Exercise directions — Report every line of the records that contains the word "blade", copying each such line in full.
==== Task data
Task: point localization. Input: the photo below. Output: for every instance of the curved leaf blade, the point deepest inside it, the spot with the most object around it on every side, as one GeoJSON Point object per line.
========
==== Task data
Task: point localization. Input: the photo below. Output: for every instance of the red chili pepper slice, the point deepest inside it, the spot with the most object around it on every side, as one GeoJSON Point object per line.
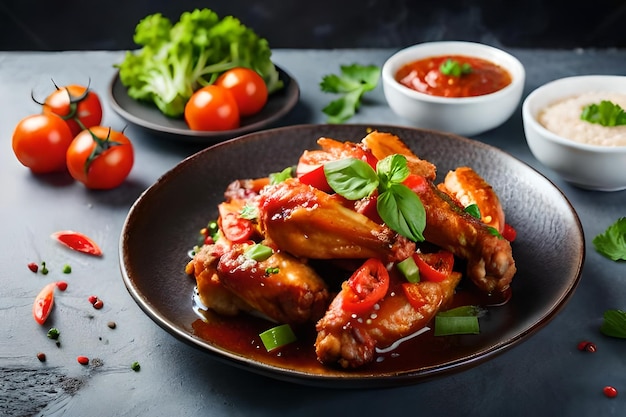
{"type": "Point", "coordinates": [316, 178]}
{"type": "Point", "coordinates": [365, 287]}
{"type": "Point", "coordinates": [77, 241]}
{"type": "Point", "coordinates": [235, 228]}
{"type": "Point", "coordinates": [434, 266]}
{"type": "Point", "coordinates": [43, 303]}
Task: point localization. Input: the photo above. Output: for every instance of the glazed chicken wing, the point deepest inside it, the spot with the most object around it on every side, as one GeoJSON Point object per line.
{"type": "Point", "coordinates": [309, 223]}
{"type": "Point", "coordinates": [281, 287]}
========
==== Task data
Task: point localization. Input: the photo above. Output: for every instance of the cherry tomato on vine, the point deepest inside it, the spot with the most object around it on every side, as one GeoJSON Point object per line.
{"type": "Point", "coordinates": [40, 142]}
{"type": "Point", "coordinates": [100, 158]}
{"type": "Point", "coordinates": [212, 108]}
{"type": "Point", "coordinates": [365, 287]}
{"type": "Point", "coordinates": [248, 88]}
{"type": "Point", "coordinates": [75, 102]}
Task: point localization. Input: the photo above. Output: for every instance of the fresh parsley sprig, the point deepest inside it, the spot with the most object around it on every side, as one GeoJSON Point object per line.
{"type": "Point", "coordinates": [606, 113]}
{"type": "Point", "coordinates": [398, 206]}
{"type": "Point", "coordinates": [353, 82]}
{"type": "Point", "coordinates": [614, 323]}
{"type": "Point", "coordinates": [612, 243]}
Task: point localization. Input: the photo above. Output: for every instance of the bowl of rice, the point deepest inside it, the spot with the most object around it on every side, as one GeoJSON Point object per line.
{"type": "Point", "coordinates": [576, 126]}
========
Output —
Task: point localization. Input: the photo below. Output: for every instance of the curved leaf blade, the point deepest inside it, the spot with the most object around it on every side, as one GeoJSON Point object per line.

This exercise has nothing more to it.